* _Texto de origen_:

⁂

4 Puede consultarse un desarrollo más detenido de este concepto en Pérez Gómez, 1998, 2012.

5 El habitus (Bourdieu, 1977, 1990) se concibe como la encarnación de lo social, lo social hecho cuerpo, modelado por las condiciones materiales y culturales de existencia, concretadas a través de las instituciones en que habita el sujeto. El habitus produce prácticas, individuales y colectivas, conforme a los principios engendrados por la historia en unas coordenadas sociales concretas. El habitus preforma las practicas futuras de los grupos y de los individuos humanos, orientadas a reproducir el statu quo.
Es importante aclarar que la formación del habitus se efectúa al margen de la conciencia y la voluntad, es un aprendizaje automático, un conocimiento práctico, incorporado, que garantiza una comprensión práctica del mundo, una manera específica de mirar, de gestualizar, de hablar, de caminar, de sentir, incluso de imaginar y soñar…que se genera, alimenta y refuerza por la reiteración de interacciones y patrones dominantes y persistente en el hábitat social de cada individuo y de cada grupo humano. El habitus social y sus jerarquías se incorpora como habitus personal, singular, cristalizando preferencias, como modos habituales de imaginar, pensar, interpretar, sentir y hacer, porque, como señala Harari (2018), el orden imaginado está incrustado en el mundo material. Todas las personas nacen en un orden imaginado preexistente que exuda su escenario vital. Sus deseos e intereses están modelados desde el nacimiento por sus mitos dominantes. Estos habitus, ethos y pathos cultural, o sistema de instintos artificiales, mitos y creencias culturales, existen en la imaginación compartida de millones de personas, que conocen al sentir y viceversa.

⁂

* _Tareas requeridas_:
#1 Según el texto sobre el habitus, ¿a través de qué se concretan las condiciones materiales y culturales de existencia que modelan el habitus?
#2 Traduce al inglés esta oración del texto sobre el habitus: "Todas las personas nacen en un orden imaginado preexistente que exuda su escenario vital."
#3 Prosigue el texto sobre el habitus a partir de su última oración.

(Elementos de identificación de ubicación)
⁂

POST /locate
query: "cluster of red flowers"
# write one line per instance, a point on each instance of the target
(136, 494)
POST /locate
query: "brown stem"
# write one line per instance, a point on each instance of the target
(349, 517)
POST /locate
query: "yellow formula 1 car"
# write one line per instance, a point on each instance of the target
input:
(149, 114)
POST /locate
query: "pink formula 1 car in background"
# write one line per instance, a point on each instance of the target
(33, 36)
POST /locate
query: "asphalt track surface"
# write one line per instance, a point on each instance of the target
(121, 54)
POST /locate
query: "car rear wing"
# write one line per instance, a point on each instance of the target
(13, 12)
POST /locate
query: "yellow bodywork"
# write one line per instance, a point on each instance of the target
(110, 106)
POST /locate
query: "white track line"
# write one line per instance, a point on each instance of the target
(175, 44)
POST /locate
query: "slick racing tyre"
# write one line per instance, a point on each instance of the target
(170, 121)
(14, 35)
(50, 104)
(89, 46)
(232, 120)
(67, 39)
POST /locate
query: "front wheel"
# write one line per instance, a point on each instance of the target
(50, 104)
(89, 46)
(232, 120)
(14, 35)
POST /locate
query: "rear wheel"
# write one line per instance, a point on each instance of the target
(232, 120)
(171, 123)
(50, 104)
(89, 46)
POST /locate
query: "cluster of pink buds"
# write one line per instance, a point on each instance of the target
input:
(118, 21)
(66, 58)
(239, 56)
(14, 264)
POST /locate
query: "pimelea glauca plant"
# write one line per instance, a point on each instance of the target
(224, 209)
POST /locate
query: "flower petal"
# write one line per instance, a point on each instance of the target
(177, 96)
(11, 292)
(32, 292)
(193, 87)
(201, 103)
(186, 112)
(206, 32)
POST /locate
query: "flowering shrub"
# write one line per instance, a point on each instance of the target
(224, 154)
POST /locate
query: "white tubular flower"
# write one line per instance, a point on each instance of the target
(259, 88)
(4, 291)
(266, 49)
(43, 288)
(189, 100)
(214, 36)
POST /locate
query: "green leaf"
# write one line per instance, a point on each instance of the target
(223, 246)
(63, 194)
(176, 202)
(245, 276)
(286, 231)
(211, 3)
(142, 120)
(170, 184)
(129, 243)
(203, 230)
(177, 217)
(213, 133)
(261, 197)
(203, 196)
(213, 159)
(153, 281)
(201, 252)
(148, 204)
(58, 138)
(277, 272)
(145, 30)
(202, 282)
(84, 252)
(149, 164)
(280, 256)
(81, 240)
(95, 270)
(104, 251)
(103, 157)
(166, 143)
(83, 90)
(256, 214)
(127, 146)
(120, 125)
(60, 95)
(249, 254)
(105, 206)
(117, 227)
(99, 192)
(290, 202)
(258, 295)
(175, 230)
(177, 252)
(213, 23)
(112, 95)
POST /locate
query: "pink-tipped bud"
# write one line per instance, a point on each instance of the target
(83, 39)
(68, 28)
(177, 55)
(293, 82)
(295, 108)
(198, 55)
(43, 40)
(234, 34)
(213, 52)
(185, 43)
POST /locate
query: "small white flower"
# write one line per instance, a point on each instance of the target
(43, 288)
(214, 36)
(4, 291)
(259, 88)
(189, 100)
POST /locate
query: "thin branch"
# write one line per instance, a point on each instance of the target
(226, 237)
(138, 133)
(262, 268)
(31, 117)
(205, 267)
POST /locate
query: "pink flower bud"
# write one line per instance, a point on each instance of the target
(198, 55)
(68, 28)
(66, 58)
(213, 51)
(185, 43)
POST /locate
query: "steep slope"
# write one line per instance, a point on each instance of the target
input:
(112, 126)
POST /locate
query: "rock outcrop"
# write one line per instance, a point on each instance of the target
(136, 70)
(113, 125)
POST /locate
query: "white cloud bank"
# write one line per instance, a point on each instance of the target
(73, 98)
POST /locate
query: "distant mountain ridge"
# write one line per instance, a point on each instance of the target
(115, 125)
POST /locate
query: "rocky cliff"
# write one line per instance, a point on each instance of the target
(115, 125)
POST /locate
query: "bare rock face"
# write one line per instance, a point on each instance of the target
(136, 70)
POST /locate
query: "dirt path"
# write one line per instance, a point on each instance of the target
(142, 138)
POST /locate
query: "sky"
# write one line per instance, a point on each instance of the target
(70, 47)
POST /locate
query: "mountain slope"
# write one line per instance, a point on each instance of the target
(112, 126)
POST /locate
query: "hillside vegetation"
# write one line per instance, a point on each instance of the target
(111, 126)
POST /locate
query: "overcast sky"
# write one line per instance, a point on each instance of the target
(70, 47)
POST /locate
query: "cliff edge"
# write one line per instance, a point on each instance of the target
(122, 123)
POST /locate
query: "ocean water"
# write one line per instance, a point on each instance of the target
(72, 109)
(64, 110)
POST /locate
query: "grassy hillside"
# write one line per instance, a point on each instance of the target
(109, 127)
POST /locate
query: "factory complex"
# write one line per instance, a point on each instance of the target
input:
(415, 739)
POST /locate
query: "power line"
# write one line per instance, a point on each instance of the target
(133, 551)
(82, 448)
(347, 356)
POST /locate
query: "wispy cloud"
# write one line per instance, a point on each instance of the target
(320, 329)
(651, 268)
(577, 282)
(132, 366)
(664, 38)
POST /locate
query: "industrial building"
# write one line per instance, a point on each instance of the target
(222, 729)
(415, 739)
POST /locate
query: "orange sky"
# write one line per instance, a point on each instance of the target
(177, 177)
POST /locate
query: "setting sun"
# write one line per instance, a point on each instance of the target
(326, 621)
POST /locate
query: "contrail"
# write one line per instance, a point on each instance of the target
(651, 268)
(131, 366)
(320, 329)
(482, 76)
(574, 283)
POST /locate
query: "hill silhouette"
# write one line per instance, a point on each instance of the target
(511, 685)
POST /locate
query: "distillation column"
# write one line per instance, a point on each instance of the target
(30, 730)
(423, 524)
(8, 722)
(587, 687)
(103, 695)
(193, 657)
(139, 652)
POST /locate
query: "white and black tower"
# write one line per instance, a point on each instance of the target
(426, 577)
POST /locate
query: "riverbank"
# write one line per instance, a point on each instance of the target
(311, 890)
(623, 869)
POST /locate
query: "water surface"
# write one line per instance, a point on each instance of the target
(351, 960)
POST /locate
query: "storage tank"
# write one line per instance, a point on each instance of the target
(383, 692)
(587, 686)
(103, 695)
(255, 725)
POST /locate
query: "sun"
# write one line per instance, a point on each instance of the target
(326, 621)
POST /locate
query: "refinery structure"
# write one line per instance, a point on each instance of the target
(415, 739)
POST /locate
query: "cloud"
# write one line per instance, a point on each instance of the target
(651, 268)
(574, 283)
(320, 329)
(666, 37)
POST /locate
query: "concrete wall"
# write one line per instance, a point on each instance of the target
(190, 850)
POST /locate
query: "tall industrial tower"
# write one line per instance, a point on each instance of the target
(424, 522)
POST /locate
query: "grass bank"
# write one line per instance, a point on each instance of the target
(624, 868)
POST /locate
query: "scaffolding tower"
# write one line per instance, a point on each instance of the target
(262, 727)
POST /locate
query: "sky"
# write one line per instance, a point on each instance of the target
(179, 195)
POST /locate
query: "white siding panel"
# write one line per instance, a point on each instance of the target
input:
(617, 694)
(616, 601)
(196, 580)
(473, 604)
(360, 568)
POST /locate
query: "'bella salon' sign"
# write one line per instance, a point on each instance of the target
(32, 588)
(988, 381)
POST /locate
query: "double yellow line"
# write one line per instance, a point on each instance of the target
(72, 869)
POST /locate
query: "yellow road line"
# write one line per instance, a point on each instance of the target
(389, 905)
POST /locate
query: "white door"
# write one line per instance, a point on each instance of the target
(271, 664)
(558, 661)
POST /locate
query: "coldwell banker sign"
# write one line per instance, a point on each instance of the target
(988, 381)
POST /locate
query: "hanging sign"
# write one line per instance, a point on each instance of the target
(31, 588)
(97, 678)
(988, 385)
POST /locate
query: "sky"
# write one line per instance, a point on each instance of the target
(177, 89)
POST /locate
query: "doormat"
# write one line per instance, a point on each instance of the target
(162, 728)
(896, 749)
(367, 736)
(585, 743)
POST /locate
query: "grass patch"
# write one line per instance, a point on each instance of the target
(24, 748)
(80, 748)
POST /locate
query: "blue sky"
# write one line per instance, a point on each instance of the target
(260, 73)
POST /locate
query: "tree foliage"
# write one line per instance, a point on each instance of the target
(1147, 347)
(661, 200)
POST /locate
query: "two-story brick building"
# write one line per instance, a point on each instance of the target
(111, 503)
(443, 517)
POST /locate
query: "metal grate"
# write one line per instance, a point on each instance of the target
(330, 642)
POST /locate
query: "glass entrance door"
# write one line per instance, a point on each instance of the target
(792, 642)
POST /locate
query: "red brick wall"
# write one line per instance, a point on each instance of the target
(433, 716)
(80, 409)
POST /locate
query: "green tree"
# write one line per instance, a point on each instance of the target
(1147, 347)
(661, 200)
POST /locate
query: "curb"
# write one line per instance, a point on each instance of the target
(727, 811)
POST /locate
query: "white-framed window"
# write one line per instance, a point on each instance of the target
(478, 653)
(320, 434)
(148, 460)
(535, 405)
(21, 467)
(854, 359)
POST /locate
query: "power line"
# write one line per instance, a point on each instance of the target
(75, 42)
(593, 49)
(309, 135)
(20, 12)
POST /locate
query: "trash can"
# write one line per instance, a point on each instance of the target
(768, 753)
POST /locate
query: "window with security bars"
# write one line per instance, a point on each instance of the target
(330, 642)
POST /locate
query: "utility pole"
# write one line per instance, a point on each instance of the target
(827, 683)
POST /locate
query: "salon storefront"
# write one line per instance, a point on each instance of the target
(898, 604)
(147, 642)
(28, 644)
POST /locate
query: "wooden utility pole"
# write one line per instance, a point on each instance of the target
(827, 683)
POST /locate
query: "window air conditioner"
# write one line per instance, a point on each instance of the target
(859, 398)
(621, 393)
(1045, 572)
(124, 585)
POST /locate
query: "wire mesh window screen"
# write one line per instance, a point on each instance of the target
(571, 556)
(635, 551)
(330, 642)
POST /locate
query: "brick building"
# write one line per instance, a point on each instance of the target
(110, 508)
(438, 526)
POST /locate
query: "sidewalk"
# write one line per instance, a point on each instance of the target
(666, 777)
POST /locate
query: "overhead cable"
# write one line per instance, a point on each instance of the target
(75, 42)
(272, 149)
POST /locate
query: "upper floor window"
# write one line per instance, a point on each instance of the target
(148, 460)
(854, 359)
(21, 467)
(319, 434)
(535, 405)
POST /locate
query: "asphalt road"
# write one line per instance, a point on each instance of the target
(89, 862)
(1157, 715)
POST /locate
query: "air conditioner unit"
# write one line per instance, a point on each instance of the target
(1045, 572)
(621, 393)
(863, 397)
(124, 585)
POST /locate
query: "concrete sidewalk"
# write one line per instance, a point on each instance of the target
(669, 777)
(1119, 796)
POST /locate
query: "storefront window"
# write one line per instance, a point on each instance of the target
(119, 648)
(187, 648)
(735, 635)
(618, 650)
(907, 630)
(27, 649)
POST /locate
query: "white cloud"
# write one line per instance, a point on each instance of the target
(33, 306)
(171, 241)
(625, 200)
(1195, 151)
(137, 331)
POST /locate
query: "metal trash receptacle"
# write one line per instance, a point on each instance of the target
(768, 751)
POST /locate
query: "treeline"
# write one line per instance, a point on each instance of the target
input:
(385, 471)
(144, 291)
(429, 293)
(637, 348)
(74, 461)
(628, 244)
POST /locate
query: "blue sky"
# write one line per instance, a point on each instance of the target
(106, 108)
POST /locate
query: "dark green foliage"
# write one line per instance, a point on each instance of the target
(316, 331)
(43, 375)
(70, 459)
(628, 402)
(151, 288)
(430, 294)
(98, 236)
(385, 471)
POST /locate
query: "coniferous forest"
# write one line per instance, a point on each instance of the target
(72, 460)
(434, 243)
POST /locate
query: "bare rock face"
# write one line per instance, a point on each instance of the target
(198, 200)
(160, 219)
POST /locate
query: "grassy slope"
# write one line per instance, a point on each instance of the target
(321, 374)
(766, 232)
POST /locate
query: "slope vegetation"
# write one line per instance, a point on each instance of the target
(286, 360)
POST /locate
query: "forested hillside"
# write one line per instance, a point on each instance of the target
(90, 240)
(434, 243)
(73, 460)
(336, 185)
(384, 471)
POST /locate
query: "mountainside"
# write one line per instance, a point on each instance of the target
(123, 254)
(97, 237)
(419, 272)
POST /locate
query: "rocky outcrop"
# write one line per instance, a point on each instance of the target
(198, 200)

⁂

* _Resultados esperados_:
#1 A través de las instituciones en que habita el sujeto.

#2 All people are born into a preexisting imagined order that exudes their life setting.

#3
La incorporación de las jerarquías sociales por medio de los esquemas del habitus inclinan a los agentes, incluso a los más desfavorecidos y/o marginados, a percibir el mundo como evidente y a aceptarlo como natural, (Baranguer, 2004;Bourdieu y Wacquant, 2008). La lenta y prolongada socialización infantil provoca que el arbitrario cultural introduzca en el cuerpo humano por una especie de currículum oculto, pedagogía clandestina, sobrentendida, de manera silenciosa y persistente, un conjunto operativo de disposiciones subjetivas subconscientes, preadaptadas a las exigencias de las condiciones sociales que vive el individuo en cada contexto que habita. Por eso, el habitus es resistente al cambio, por ser automático, emocionalmente potente y aparentemente adaptativo, pero es un concepto insuficiente para captar el proceso de transformación de las distintas facetas de la singularidad humana. No obstante, puede modificarse, como propone Capdevielle(2011), si, además de concienciarse de su existencia, los grupos y los individuos se implican de forma consciente, reflexiva, decidida y continuada en procesos (educativos) de reflexiones y prácticas alternativas, diseñadas ad hoc y desarrolladas con constancia. Una especie de autosocioanálisis y psicoanálisis diseñado, provocado y acompañado, orientado a modificar tanto las percepciones y creencias como los modos de procesar, organizar y utilizar la información, el conocimiento, las habilidades, los afectos, las actitudes y los valores.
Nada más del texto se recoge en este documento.